Copy out, character for character, the items below from the line containing "Q: For every instance of the shed door" through the last line of the items.
# START OF SUPPLIED ENTRIES
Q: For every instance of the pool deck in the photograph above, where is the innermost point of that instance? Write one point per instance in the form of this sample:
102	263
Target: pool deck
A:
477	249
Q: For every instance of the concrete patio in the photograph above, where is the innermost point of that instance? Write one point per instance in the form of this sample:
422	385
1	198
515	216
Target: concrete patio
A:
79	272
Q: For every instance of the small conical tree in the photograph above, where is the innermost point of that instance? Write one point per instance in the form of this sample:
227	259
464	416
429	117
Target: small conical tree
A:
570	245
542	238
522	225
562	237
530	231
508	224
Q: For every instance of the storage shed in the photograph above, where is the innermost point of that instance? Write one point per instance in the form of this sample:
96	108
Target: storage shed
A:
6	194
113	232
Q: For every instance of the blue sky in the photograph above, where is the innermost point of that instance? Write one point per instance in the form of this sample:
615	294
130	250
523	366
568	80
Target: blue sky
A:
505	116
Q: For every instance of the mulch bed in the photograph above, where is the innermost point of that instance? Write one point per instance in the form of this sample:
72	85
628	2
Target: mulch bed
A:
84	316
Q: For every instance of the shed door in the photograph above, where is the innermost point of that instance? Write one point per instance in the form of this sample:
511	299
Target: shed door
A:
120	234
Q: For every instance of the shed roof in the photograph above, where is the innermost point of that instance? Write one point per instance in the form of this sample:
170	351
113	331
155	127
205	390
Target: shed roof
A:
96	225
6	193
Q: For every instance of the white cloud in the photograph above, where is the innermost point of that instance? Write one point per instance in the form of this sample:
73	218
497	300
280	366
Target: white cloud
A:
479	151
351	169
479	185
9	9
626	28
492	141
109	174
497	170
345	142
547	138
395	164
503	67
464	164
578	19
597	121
# END OF SUPPLIED ENTRIES
■ RESPONSE:
Q: For every instance of the shed door in the photograph above, where is the innermost point of that instance? Write one point per instance in the form of this sample:
511	299
Target: shed door
A:
120	234
Q: For every instance of the shed roof in the photograph above, where is the innermost point of that instance? Write one point per instance in the form of this sample:
170	351
113	331
155	127
205	390
Target: shed roof
A:
96	225
6	193
Q: For every instance of the white cloud in the photograph above, where is the innermost point of that instance? Write one point per instance in the form of this sample:
73	218
497	300
280	366
Target: white cloud
A:
479	151
351	169
479	185
9	9
626	28
492	141
109	174
497	170
345	142
547	138
395	164
503	67
464	164
578	19
597	121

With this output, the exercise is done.